◆ **Supplied passage**:
This is an excerpt of a story that appeared on GenomeWeb. Read the full article here.

Investigators involved in the WCM-NYGC Weill Cornell Medicine-New York Genome Center (WCM-NYGC) for Functional and Clinical Interpretation of Tumor Profiles collaboration recently received just shy of $490,000 from the National Cancer Institute to help further data analysis for the Cancer Genome Atlas project.

Under the grant, the WCM-NYGC collaborators will look to handle coding mutations in clinical contexts including relevance to immunotherapies. They’ll also explore the role of driver non-coding mutations in transcriptional regulation, as well as the driving role of structural variations as one of 11 specialized genomic data centers that will be responsible for analyzing genomic, epigenomic, transcriptomic, and other kinds of data for the next phase of the Cancer Genome Atlas.

◆ **Supplied material**:
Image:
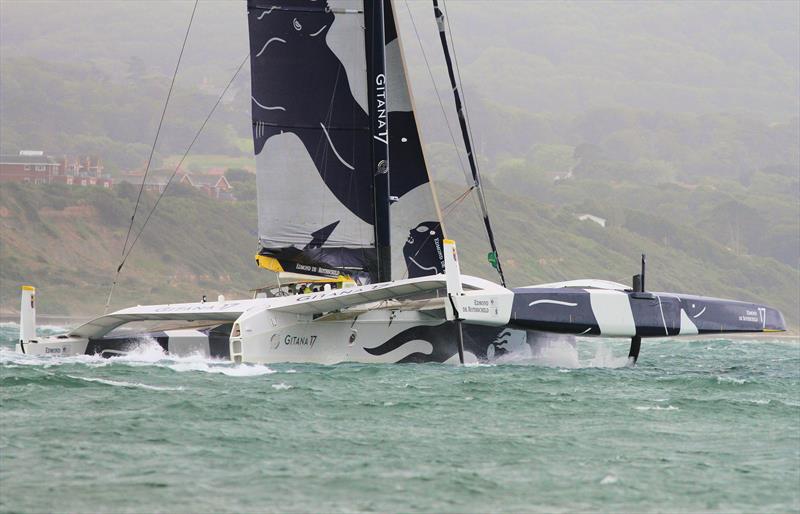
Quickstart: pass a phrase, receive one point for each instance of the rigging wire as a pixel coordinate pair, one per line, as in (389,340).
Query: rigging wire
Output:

◆ **Activity**: Resume the news excerpt about the National Cancer Institute grant to the WCM-NYGC collaboration, picking up after its final sentence.

◆ **Response below**:
Investigators at the institutions submitted an application for the center last year in response to an NCI funding opportunity that called for applications to establish up to 14 specialized genomic data centers. The NCI ultimately approved 11 applications to implement computational tools and pipelines for processing, integrating, and visualizing genomic data. Teams were asked to focus on at least one of the following areas: coding mutations, non-coding mutations, expression/mRNA analysis, copy number analysis, miRNA analysis, long non-coding RNA analysis, batch effects, methylation analysis, pathway analysis, and protein expression analysis.

Weill Cornell Medicine’s Dr. Olivier Elemento

Olivier Elemento, associate director of WCM’s Institute for Computational Biomedicine and one of three co-principal investigators on the project, told GenomeWeb that the two institutions chose to submit a joint application to the FOA because they both saw an opportunity to bring their experiences in clinical variant interpretation and reporting as well as their computational infrastructure to bear on a large number of samples across many different tumor types. Researchers from both institutions have collaborated on several projects in the past and published a number of papers together including one published last year in JAMA Oncology that described an assessment of treatment response biomarkers for a range of metastatic cancers.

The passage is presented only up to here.